=== PROMPT 1 ===
According to the EV-LP page, which file should clicking the Training split button download?
=== PROMPT 2 ===
Restate the EV-LP page between "Most of the" and "used during pretraining.", inclusive, with "directory" changed to "folder".

=== GIVEN PASSAGE ===
Efficient Vision-Language Pretraining (EV-LP)

This repository is the official Pytorch implementation of "Leveraging Pretrained Unimodal Models for Efficient Vision-Language Pretraining". See here for details.

Data

Most of the data, including all GLUE tasks and COCO, are downloaded automatically before training starts. Some however, need to be downloaded using separate scripts or actions.

Conceptual Captions

To generate CC3M and CC12M, one must scrape the images from the web.

To download CC3M data, please first download the index from https://ai.google.com/research/ConceptualCaptions/download. Under the header Downloads, click on the button Training split. This should download the file Train-GCC-training.tsv (other splits are not supported). Then run:

python src/datasets_/download/download_cc3m_images.py --data_path <path_to_store_all_data> --path_to_index <path_to_Train-GCC-training.tsv>

This will create a directory conceptual_captions_3m in <path_to_store_all_data>, which will be used during pretraining.

[Items from a dataset]

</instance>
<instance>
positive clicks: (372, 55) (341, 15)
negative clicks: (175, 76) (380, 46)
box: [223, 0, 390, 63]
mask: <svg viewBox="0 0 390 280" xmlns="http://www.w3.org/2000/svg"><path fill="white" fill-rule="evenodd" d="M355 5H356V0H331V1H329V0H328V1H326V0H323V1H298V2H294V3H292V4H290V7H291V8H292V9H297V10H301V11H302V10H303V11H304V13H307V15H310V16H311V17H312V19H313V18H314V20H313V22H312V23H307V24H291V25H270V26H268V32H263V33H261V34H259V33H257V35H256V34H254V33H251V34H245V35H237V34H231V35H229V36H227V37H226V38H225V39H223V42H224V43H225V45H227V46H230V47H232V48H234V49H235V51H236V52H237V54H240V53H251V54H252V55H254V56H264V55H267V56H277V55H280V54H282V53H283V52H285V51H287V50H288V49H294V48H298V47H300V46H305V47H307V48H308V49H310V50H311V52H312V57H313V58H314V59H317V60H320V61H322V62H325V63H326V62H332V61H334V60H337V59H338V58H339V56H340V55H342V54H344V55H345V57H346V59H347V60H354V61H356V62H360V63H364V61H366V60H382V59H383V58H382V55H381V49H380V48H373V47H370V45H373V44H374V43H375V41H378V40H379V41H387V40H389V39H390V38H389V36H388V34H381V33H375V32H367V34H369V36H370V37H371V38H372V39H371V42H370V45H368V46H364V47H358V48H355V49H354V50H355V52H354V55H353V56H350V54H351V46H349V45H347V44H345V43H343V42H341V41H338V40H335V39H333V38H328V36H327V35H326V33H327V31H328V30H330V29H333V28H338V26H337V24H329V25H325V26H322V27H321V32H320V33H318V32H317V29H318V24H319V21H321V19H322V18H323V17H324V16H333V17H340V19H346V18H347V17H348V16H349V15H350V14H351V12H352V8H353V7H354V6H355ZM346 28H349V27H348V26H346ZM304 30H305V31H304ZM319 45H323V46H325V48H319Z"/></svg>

=== REPLY 1 ===
Train-GCC-training.tsv

=== REPLY 2 ===
Most of the data, including all GLUE tasks and COCO, are downloaded automatically before training starts. Some however, need to be downloaded using separate scripts or actions.

Conceptual Captions

To generate CC3M and CC12M, one must scrape the images from the web.

To download CC3M data, please first download the index from https://ai.google.com/research/ConceptualCaptions/download. Under the header Downloads, click on the button Training split. This should download the file Train-GCC-training.tsv (other splits are not supported). Then run:

python src/datasets_/download/download_cc3m_images.py --data_path <path_to_store_all_data> --path_to_index <path_to_Train-GCC-training.tsv>

This will create a folder conceptual_captions_3m in <path_to_store_all_data>, which will be used during pretraining.